# [Dataset records]
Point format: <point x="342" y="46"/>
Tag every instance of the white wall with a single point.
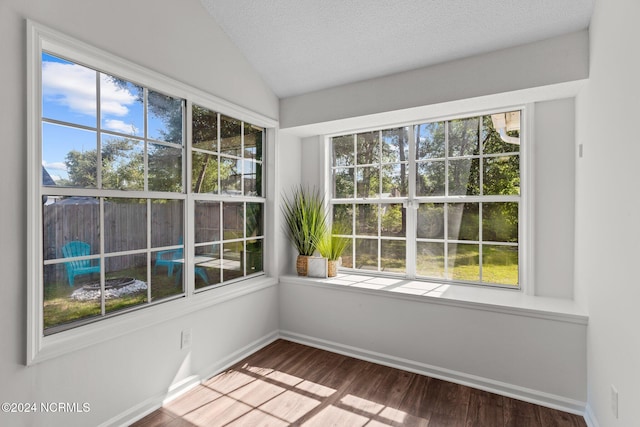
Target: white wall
<point x="177" y="39"/>
<point x="607" y="225"/>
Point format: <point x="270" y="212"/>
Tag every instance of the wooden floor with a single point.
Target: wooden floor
<point x="291" y="384"/>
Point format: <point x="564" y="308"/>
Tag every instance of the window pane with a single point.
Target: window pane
<point x="165" y="118"/>
<point x="70" y="219"/>
<point x="463" y="137"/>
<point x="393" y="255"/>
<point x="207" y="221"/>
<point x="501" y="175"/>
<point x="121" y="106"/>
<point x="125" y="224"/>
<point x="463" y="221"/>
<point x="343" y="183"/>
<point x="167" y="222"/>
<point x="125" y="282"/>
<point x="430" y="140"/>
<point x="122" y="163"/>
<point x="204" y="173"/>
<point x="230" y="136"/>
<point x="430" y="259"/>
<point x="68" y="91"/>
<point x="500" y="222"/>
<point x="430" y="179"/>
<point x="70" y="155"/>
<point x="500" y="264"/>
<point x="368" y="146"/>
<point x="165" y="168"/>
<point x="368" y="181"/>
<point x="205" y="128"/>
<point x="464" y="177"/>
<point x="464" y="262"/>
<point x="342" y="149"/>
<point x="395" y="145"/>
<point x="431" y="221"/>
<point x="367" y="254"/>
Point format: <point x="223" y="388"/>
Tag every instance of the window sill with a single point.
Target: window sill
<point x="470" y="297"/>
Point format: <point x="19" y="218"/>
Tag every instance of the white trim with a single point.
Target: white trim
<point x="504" y="389"/>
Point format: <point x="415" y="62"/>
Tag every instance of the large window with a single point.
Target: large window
<point x="437" y="200"/>
<point x="143" y="195"/>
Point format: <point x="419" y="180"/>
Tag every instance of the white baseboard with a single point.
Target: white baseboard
<point x="143" y="409"/>
<point x="504" y="389"/>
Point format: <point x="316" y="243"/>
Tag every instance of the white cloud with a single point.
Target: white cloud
<point x="74" y="86"/>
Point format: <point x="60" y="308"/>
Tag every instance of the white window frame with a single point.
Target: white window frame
<point x="526" y="220"/>
<point x="40" y="347"/>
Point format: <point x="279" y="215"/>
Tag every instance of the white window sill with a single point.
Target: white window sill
<point x="489" y="299"/>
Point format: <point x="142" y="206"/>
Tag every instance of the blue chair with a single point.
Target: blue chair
<point x="76" y="268"/>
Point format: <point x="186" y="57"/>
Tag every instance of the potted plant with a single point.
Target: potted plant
<point x="305" y="223"/>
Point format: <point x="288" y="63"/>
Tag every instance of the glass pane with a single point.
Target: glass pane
<point x="393" y="255"/>
<point x="500" y="222"/>
<point x="230" y="136"/>
<point x="367" y="254"/>
<point x="121" y="106"/>
<point x="395" y="180"/>
<point x="167" y="274"/>
<point x="125" y="224"/>
<point x="70" y="219"/>
<point x="205" y="128"/>
<point x="125" y="282"/>
<point x="167" y="222"/>
<point x="165" y="120"/>
<point x="68" y="91"/>
<point x="430" y="259"/>
<point x="395" y="145"/>
<point x="394" y="221"/>
<point x="232" y="259"/>
<point x="501" y="133"/>
<point x="464" y="262"/>
<point x="463" y="221"/>
<point x="61" y="303"/>
<point x="430" y="141"/>
<point x="367" y="220"/>
<point x="343" y="183"/>
<point x="255" y="219"/>
<point x="252" y="178"/>
<point x="165" y="168"/>
<point x="253" y="141"/>
<point x="368" y="181"/>
<point x="69" y="156"/>
<point x="204" y="170"/>
<point x="430" y="179"/>
<point x="463" y="137"/>
<point x="464" y="177"/>
<point x="230" y="176"/>
<point x="501" y="175"/>
<point x="122" y="163"/>
<point x="233" y="220"/>
<point x="342" y="150"/>
<point x="500" y="264"/>
<point x="431" y="221"/>
<point x="368" y="146"/>
<point x="208" y="265"/>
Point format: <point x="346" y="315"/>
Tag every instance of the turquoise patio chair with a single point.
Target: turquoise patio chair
<point x="74" y="249"/>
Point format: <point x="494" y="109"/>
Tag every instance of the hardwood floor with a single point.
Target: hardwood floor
<point x="291" y="384"/>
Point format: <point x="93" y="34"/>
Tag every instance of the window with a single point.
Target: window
<point x="143" y="193"/>
<point x="437" y="200"/>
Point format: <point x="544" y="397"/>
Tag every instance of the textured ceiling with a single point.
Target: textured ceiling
<point x="300" y="46"/>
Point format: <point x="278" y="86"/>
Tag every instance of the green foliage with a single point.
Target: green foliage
<point x="305" y="219"/>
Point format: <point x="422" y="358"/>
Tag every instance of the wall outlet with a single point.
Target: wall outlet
<point x="614" y="401"/>
<point x="185" y="341"/>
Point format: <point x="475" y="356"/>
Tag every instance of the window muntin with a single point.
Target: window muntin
<point x="465" y="199"/>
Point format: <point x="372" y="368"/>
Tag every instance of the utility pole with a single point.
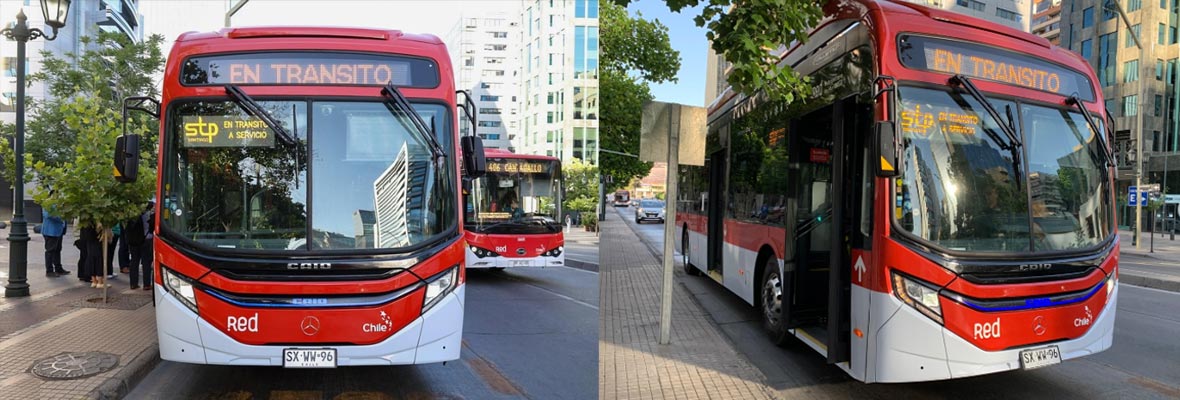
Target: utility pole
<point x="234" y="10"/>
<point x="1139" y="112"/>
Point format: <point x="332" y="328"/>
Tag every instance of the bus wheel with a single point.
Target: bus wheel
<point x="773" y="287"/>
<point x="683" y="253"/>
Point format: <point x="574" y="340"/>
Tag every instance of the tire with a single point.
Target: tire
<point x="683" y="251"/>
<point x="771" y="295"/>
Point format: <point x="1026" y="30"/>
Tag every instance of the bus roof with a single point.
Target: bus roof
<point x="887" y="19"/>
<point x="504" y="153"/>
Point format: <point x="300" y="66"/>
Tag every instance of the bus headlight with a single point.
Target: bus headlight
<point x="554" y="253"/>
<point x="439" y="286"/>
<point x="181" y="287"/>
<point x="483" y="253"/>
<point x="920" y="295"/>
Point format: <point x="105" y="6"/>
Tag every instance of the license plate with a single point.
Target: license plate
<point x="1037" y="358"/>
<point x="309" y="358"/>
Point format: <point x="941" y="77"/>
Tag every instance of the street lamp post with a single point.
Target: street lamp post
<point x="54" y="12"/>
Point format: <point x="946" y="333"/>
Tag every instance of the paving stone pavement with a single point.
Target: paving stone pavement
<point x="699" y="364"/>
<point x="56" y="319"/>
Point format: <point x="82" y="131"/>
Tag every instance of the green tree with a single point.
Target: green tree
<point x="581" y="187"/>
<point x="109" y="70"/>
<point x="748" y="34"/>
<point x="634" y="52"/>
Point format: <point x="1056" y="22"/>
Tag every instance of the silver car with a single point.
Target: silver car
<point x="649" y="209"/>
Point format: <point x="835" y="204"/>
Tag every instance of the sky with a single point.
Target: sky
<point x="689" y="41"/>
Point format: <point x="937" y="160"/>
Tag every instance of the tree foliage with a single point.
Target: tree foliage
<point x="84" y="187"/>
<point x="749" y="32"/>
<point x="109" y="70"/>
<point x="634" y="52"/>
<point x="581" y="187"/>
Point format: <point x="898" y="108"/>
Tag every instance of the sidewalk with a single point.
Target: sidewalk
<point x="63" y="333"/>
<point x="699" y="364"/>
<point x="1158" y="269"/>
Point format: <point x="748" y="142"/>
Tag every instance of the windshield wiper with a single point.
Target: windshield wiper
<point x="1014" y="143"/>
<point x="253" y="107"/>
<point x="397" y="103"/>
<point x="1089" y="120"/>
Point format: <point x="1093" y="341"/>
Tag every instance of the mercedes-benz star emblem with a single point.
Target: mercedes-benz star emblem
<point x="310" y="326"/>
<point x="1038" y="325"/>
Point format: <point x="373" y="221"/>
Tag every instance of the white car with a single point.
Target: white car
<point x="649" y="209"/>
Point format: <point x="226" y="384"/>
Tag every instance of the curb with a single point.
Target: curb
<point x="118" y="386"/>
<point x="582" y="264"/>
<point x="1149" y="282"/>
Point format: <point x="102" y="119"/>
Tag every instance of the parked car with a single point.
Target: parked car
<point x="649" y="209"/>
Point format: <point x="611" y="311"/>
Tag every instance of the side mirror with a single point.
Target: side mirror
<point x="885" y="142"/>
<point x="126" y="158"/>
<point x="473" y="159"/>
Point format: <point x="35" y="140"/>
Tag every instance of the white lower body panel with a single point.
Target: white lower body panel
<point x="909" y="347"/>
<point x="434" y="336"/>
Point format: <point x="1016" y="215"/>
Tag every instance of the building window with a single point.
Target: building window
<point x="1131" y="71"/>
<point x="971" y="4"/>
<point x="1107" y="48"/>
<point x="1008" y="14"/>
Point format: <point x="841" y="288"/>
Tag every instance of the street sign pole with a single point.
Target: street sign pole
<point x="669" y="225"/>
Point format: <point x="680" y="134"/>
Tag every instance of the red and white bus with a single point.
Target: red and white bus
<point x="308" y="209"/>
<point x="515" y="212"/>
<point x="941" y="205"/>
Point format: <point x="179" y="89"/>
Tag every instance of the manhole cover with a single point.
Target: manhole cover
<point x="113" y="301"/>
<point x="74" y="365"/>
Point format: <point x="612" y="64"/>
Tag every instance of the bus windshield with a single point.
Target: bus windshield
<point x="517" y="196"/>
<point x="961" y="190"/>
<point x="354" y="177"/>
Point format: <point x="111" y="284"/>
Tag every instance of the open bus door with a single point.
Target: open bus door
<point x="830" y="148"/>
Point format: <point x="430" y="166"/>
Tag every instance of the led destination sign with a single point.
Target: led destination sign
<point x="224" y="131"/>
<point x="309" y="69"/>
<point x="515" y="166"/>
<point x="992" y="64"/>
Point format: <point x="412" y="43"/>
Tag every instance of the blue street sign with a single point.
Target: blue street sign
<point x="1132" y="197"/>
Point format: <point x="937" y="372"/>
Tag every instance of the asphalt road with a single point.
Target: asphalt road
<point x="1142" y="364"/>
<point x="528" y="333"/>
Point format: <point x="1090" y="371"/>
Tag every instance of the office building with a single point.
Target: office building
<point x="486" y="58"/>
<point x="559" y="86"/>
<point x="1136" y="83"/>
<point x="86" y="18"/>
<point x="1011" y="13"/>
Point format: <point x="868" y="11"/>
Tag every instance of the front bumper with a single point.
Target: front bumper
<point x="512" y="262"/>
<point x="910" y="347"/>
<point x="434" y="336"/>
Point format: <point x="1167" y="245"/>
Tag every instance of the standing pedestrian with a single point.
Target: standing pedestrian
<point x="53" y="228"/>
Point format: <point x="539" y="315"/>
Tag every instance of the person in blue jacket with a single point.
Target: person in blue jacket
<point x="53" y="228"/>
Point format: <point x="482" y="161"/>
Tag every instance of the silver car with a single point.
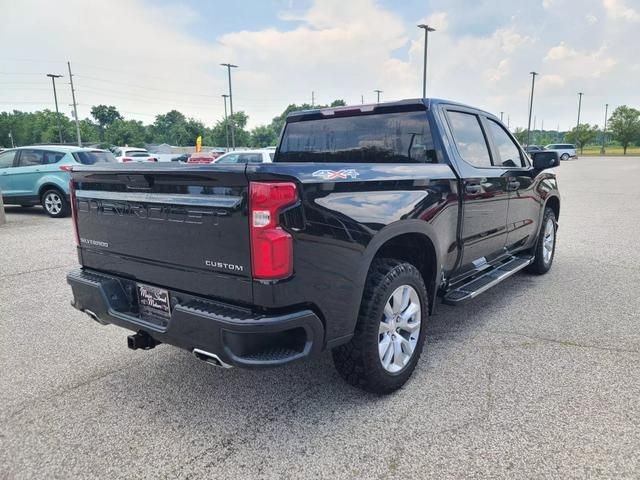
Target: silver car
<point x="565" y="150"/>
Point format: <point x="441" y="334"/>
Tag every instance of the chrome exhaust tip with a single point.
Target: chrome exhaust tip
<point x="210" y="358"/>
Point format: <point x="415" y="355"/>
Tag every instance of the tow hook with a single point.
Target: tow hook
<point x="141" y="340"/>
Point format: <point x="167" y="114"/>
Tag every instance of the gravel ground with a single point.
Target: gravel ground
<point x="539" y="377"/>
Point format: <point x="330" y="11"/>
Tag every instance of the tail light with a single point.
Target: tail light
<point x="271" y="246"/>
<point x="74" y="212"/>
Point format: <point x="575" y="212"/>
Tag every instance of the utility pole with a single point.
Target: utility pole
<point x="533" y="83"/>
<point x="427" y="29"/>
<point x="75" y="108"/>
<point x="55" y="98"/>
<point x="226" y="121"/>
<point x="604" y="130"/>
<point x="233" y="128"/>
<point x="578" y="123"/>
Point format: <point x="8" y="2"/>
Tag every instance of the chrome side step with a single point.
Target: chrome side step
<point x="485" y="281"/>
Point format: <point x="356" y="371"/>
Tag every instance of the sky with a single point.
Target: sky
<point x="147" y="57"/>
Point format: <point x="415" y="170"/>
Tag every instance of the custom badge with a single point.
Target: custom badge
<point x="336" y="174"/>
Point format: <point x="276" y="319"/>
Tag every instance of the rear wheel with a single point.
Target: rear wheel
<point x="545" y="248"/>
<point x="390" y="331"/>
<point x="55" y="203"/>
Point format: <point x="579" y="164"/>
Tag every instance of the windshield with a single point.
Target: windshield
<point x="403" y="137"/>
<point x="91" y="158"/>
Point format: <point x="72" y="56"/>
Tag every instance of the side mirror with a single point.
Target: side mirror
<point x="544" y="159"/>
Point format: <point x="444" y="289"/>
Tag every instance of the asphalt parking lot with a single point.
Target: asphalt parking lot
<point x="540" y="377"/>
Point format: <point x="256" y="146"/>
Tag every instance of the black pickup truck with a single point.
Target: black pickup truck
<point x="367" y="215"/>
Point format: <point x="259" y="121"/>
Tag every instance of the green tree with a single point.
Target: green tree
<point x="624" y="125"/>
<point x="585" y="134"/>
<point x="105" y="115"/>
<point x="126" y="132"/>
<point x="263" y="136"/>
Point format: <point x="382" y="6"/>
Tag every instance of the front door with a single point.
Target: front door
<point x="485" y="190"/>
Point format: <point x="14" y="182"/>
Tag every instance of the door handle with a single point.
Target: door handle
<point x="513" y="185"/>
<point x="473" y="189"/>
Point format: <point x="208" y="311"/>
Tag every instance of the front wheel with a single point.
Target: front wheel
<point x="545" y="248"/>
<point x="390" y="330"/>
<point x="55" y="203"/>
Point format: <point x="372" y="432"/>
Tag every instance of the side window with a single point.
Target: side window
<point x="6" y="159"/>
<point x="52" y="157"/>
<point x="469" y="138"/>
<point x="29" y="158"/>
<point x="507" y="149"/>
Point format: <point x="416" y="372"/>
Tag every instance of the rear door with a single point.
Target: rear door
<point x="179" y="228"/>
<point x="485" y="192"/>
<point x="7" y="160"/>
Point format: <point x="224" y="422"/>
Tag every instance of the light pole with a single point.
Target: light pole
<point x="226" y="122"/>
<point x="604" y="130"/>
<point x="233" y="133"/>
<point x="55" y="97"/>
<point x="533" y="84"/>
<point x="578" y="122"/>
<point x="427" y="29"/>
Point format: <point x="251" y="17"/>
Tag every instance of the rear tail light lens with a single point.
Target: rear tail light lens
<point x="271" y="246"/>
<point x="74" y="211"/>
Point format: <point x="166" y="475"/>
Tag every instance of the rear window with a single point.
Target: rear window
<point x="91" y="158"/>
<point x="403" y="137"/>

# [Required action]
There is a run of lines above from the one with "Target: front wheel" to the one with "Tag every instance of the rear door"; print exactly that run, both ends included, and nothing else.

# [Written response]
Target: front wheel
<point x="545" y="248"/>
<point x="390" y="330"/>
<point x="55" y="203"/>
Point format: <point x="372" y="432"/>
Tag every instance of the side window with a single point.
Target: side window
<point x="6" y="159"/>
<point x="52" y="157"/>
<point x="469" y="138"/>
<point x="29" y="158"/>
<point x="507" y="149"/>
Point format: <point x="416" y="372"/>
Tag every instance of the rear door with a single point.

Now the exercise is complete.